All records must be quoted exactly. Omit the pictures.

[Segmentation labeling items]
────────

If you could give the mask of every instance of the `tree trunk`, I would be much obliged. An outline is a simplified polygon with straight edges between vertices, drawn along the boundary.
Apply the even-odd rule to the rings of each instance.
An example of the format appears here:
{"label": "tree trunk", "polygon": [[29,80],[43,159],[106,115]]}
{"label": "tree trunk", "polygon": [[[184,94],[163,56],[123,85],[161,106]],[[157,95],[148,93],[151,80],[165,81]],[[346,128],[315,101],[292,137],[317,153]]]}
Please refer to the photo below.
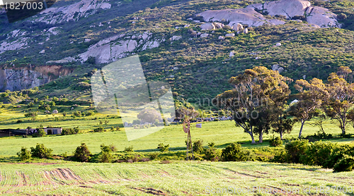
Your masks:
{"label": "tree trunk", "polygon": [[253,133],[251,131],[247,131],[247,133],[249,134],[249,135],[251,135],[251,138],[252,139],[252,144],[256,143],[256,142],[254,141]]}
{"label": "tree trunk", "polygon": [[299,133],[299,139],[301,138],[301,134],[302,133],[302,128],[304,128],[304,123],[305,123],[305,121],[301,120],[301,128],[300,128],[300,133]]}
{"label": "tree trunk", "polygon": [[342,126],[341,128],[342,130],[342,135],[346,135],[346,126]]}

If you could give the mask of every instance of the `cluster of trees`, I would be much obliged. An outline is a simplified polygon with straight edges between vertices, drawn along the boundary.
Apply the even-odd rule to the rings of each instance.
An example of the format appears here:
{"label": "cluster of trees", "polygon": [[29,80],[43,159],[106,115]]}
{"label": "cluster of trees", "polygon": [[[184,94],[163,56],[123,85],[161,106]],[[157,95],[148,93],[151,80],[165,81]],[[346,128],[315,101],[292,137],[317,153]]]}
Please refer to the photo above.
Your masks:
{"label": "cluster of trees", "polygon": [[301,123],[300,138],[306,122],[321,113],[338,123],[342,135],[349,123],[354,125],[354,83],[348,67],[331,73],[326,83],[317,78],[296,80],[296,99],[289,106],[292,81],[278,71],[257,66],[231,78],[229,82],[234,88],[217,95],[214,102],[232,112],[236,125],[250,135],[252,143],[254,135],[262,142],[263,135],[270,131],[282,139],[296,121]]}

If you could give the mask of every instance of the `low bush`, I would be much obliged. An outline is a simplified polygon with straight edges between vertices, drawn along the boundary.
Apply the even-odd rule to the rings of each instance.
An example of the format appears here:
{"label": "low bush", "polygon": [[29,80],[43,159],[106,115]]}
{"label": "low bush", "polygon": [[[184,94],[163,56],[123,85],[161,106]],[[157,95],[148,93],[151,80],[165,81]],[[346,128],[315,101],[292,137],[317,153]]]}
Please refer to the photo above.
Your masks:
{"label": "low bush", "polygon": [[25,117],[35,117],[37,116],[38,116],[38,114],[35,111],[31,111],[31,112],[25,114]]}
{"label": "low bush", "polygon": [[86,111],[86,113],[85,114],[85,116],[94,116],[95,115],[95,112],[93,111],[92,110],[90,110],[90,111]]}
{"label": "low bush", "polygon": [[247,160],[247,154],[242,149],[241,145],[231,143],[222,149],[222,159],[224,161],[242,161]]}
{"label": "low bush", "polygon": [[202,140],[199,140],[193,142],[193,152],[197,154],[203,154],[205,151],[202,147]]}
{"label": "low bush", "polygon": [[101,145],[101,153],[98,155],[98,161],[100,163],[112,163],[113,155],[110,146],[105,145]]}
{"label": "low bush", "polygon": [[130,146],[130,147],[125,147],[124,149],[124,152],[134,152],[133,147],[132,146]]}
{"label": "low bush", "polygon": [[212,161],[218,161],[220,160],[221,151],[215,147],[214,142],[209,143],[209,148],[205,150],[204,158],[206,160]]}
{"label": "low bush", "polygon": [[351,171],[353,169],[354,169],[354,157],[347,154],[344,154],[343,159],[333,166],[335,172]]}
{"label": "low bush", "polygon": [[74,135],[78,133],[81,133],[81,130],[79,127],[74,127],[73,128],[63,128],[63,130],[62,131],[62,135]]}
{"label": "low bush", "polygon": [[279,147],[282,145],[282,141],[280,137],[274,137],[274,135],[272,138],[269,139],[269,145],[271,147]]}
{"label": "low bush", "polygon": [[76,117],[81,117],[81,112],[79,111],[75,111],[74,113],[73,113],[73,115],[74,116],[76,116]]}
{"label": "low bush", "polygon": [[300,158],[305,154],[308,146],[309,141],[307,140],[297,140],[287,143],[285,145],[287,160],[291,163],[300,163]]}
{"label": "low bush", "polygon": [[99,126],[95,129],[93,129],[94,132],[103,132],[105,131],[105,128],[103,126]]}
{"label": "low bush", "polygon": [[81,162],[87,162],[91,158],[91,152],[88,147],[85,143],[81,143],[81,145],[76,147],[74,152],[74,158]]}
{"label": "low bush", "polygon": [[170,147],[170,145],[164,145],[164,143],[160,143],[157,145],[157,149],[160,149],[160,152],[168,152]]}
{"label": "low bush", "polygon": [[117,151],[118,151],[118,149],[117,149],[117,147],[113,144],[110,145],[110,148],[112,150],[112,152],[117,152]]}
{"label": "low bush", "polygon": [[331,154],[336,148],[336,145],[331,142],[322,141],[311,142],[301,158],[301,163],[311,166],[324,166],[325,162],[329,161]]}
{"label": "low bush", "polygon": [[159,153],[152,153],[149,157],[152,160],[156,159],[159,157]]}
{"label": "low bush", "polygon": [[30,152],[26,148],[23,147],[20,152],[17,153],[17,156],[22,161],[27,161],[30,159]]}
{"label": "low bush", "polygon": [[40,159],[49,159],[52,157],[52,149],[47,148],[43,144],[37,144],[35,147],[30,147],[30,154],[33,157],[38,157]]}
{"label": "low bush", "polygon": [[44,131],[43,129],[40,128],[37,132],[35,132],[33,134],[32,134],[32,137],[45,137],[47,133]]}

────────

■ **Exercise solution**
If you could give the mask of every instance of the `tree trunk`, I would be much obliged. An outline is a simplified polygon with straight edges between vertices, drawn along the boundary.
Apply the even-odd rule to the rings of each instance.
An example of the format appears here:
{"label": "tree trunk", "polygon": [[29,80],[43,159],[106,115]]}
{"label": "tree trunk", "polygon": [[[184,94],[163,56],[123,85],[161,106]],[[157,95],[148,93],[151,80],[165,81]],[[346,128],[315,101],[292,137],[317,153]]]}
Please refer to the photo below.
Your masks:
{"label": "tree trunk", "polygon": [[253,133],[251,131],[247,131],[247,133],[249,134],[249,135],[251,135],[251,138],[252,139],[252,144],[256,143],[256,142],[254,141]]}
{"label": "tree trunk", "polygon": [[299,133],[299,139],[301,138],[301,134],[302,133],[302,128],[304,128],[304,123],[305,123],[305,121],[301,120],[301,128],[300,128],[300,133]]}
{"label": "tree trunk", "polygon": [[342,126],[341,128],[342,130],[342,135],[346,135],[346,126]]}

If you could give the mask of every instance of the `cluster of trees`, I would be much obliged. An outline is a simplified polygon with straight edges between vertices, drawn along the boundary.
Apply the even-odd rule to the rings of each instance.
An example of the format appears here:
{"label": "cluster of trees", "polygon": [[29,80],[43,159],[106,115]]}
{"label": "cluster of trees", "polygon": [[[184,94],[163,56],[123,85],[161,106]],[[157,95],[148,93],[151,80],[165,81]],[[346,128],[315,101],[292,137],[317,153]]]}
Please refer to the photo above.
Your masks:
{"label": "cluster of trees", "polygon": [[301,123],[300,138],[306,122],[321,113],[338,123],[342,135],[349,123],[354,125],[354,83],[348,67],[331,73],[326,83],[317,78],[296,80],[296,99],[289,106],[292,81],[278,71],[257,66],[231,78],[229,82],[234,88],[217,95],[214,102],[232,112],[236,125],[250,135],[252,143],[254,135],[262,142],[263,135],[270,131],[282,139],[296,121]]}

If you could give the mask of every instance of the `low bush`, I would be much obliged. An outline is a simplified polygon with straight edges between vertices, drawn along the boundary.
Apply the even-odd rule to the rings of each instance.
An example of the format appears here:
{"label": "low bush", "polygon": [[29,80],[43,159],[106,115]]}
{"label": "low bush", "polygon": [[[184,94],[163,56],[123,85],[161,106]],[[157,95],[148,93],[151,80],[165,81]],[[346,128],[315,101],[292,137],[317,153]]]}
Please refer to the photo above.
Your masks:
{"label": "low bush", "polygon": [[25,117],[35,117],[37,116],[38,116],[38,114],[35,111],[31,111],[31,112],[25,114]]}
{"label": "low bush", "polygon": [[86,111],[86,113],[85,114],[85,116],[94,116],[95,115],[95,112],[93,111],[92,110],[90,110],[90,111]]}
{"label": "low bush", "polygon": [[247,160],[247,154],[242,149],[241,145],[231,143],[222,149],[222,159],[224,161],[242,161]]}
{"label": "low bush", "polygon": [[202,140],[199,140],[193,142],[193,152],[197,154],[203,154],[205,151],[202,147]]}
{"label": "low bush", "polygon": [[101,145],[101,153],[98,155],[98,161],[100,163],[112,163],[113,155],[110,146],[105,145]]}
{"label": "low bush", "polygon": [[130,146],[130,147],[125,147],[124,149],[124,152],[134,152],[133,147],[132,146]]}
{"label": "low bush", "polygon": [[212,161],[218,161],[220,160],[221,151],[215,147],[214,142],[209,143],[209,148],[205,150],[204,158],[206,160]]}
{"label": "low bush", "polygon": [[351,171],[353,169],[354,169],[354,157],[347,154],[344,154],[343,159],[333,166],[335,172]]}
{"label": "low bush", "polygon": [[74,135],[78,133],[81,133],[81,130],[79,127],[74,127],[73,128],[63,128],[63,130],[62,131],[62,135]]}
{"label": "low bush", "polygon": [[279,147],[282,145],[282,141],[280,137],[274,137],[274,135],[272,138],[269,139],[269,145],[271,147]]}
{"label": "low bush", "polygon": [[76,117],[81,117],[81,112],[79,111],[75,111],[74,113],[73,113],[73,115],[74,116],[76,116]]}
{"label": "low bush", "polygon": [[300,158],[305,154],[308,146],[309,141],[307,140],[297,140],[287,143],[285,145],[287,160],[291,163],[300,163]]}
{"label": "low bush", "polygon": [[99,126],[95,129],[93,129],[94,132],[103,132],[105,131],[105,128],[103,126]]}
{"label": "low bush", "polygon": [[81,162],[87,162],[91,158],[91,152],[88,147],[85,143],[81,143],[81,145],[76,147],[74,152],[74,158]]}
{"label": "low bush", "polygon": [[170,147],[170,145],[164,145],[164,143],[160,143],[157,145],[157,149],[160,149],[160,152],[168,152]]}
{"label": "low bush", "polygon": [[117,151],[118,151],[118,149],[117,149],[117,147],[113,144],[110,145],[110,148],[112,150],[112,152],[117,152]]}
{"label": "low bush", "polygon": [[331,154],[336,148],[336,145],[331,142],[322,141],[311,142],[301,158],[301,163],[311,166],[324,166],[325,162],[329,161]]}
{"label": "low bush", "polygon": [[159,153],[152,153],[149,157],[152,160],[156,159],[159,157]]}
{"label": "low bush", "polygon": [[30,152],[26,148],[23,147],[20,152],[17,153],[17,156],[22,161],[27,161],[30,159]]}
{"label": "low bush", "polygon": [[40,159],[49,159],[52,157],[52,149],[47,148],[43,144],[37,144],[35,147],[30,147],[30,154],[33,157],[38,157]]}
{"label": "low bush", "polygon": [[44,131],[43,129],[40,128],[37,132],[35,132],[33,134],[32,134],[32,137],[45,137],[47,133]]}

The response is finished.